On Wed, Jun 21, 2023 at 08:25:55PM +0000, Salz, Rich wrote:

> > No, IP addresses are not DNS names. And IP address SANs are octet
> > strings, 4 bytes for IPv4 and 16 bytes for IPv6.
> 
> So I tweaked the last part of section 6.4:
> This document does not specify how an SRV-ID reference identity can include an
> IP address, as {{SRVNAME}} only defines string names, not octet identifiers 
> such as an IP address.
> 
> Seem reasonable?

I think it is possible to do better.  The point being that an SRV-ID is
fundamentally a distinct identifier type from either DNS-ID (hostnames)

[Raw records]
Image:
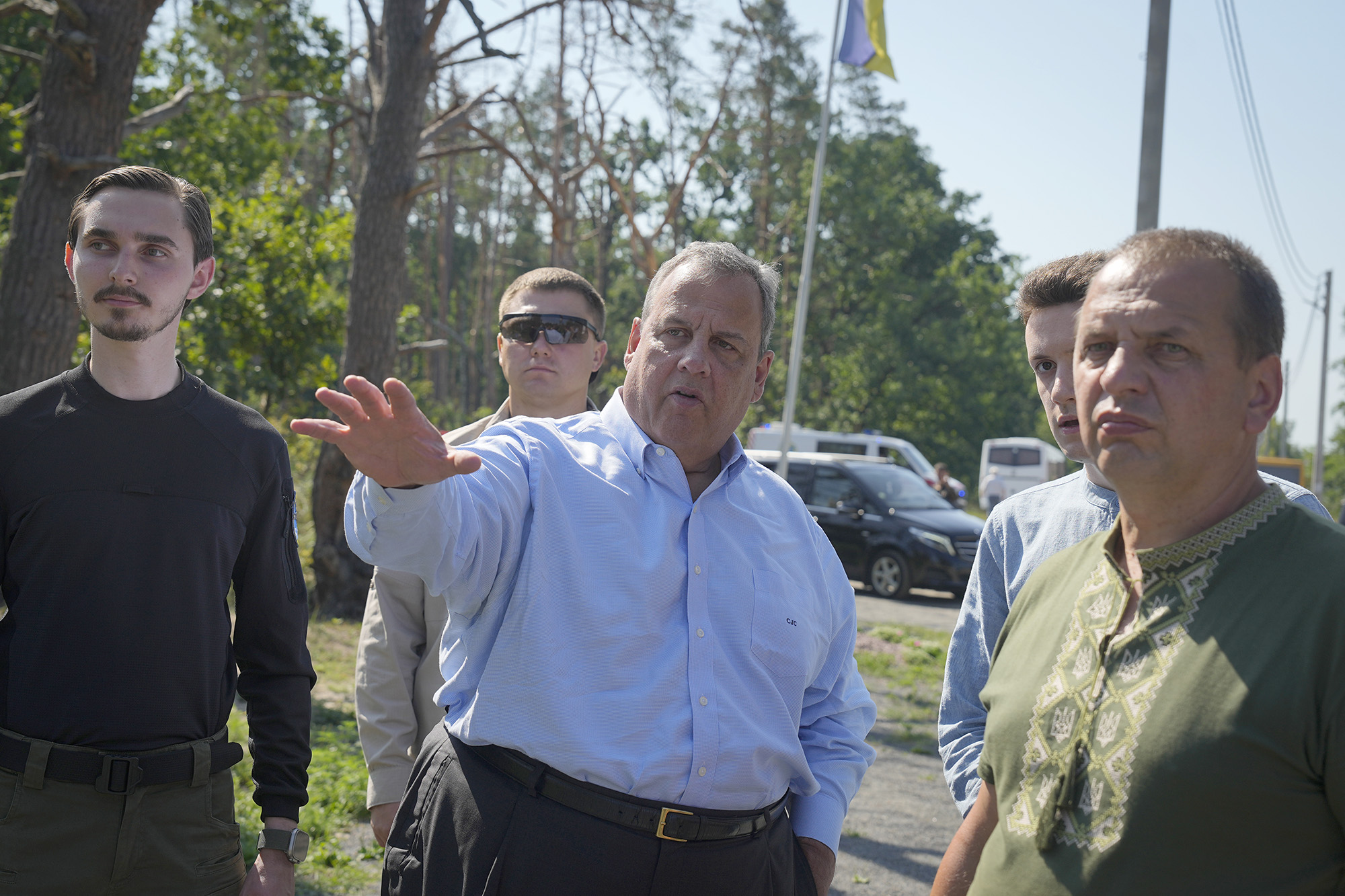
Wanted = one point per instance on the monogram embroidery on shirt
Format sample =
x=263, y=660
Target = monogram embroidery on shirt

---

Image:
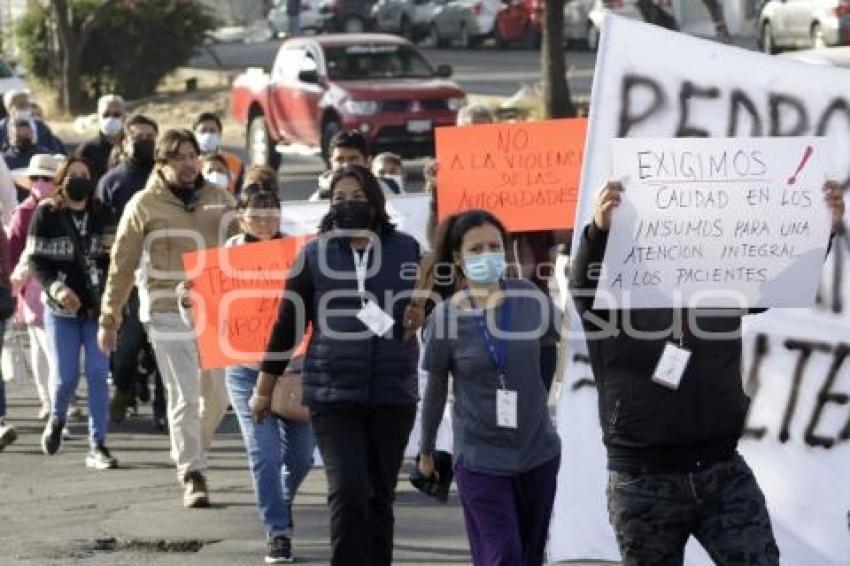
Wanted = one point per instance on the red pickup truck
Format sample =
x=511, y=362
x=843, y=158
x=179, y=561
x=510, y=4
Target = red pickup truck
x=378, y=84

Written request =
Decide whether each statement agrees with the email excerpt, answering yes or no and quoting the words that settle it: (a) IP address SANs for IPv6 take 16 bytes; (b) the change under discussion was made to the last part of section 6.4; (c) IP addresses count as DNS names.

Full solution =
(a) Yes: "16 bytes for IPv6".
(b) Yes: "So I tweaked the last part of section 6.4".
(c) No: "No, IP addresses are not DNS names."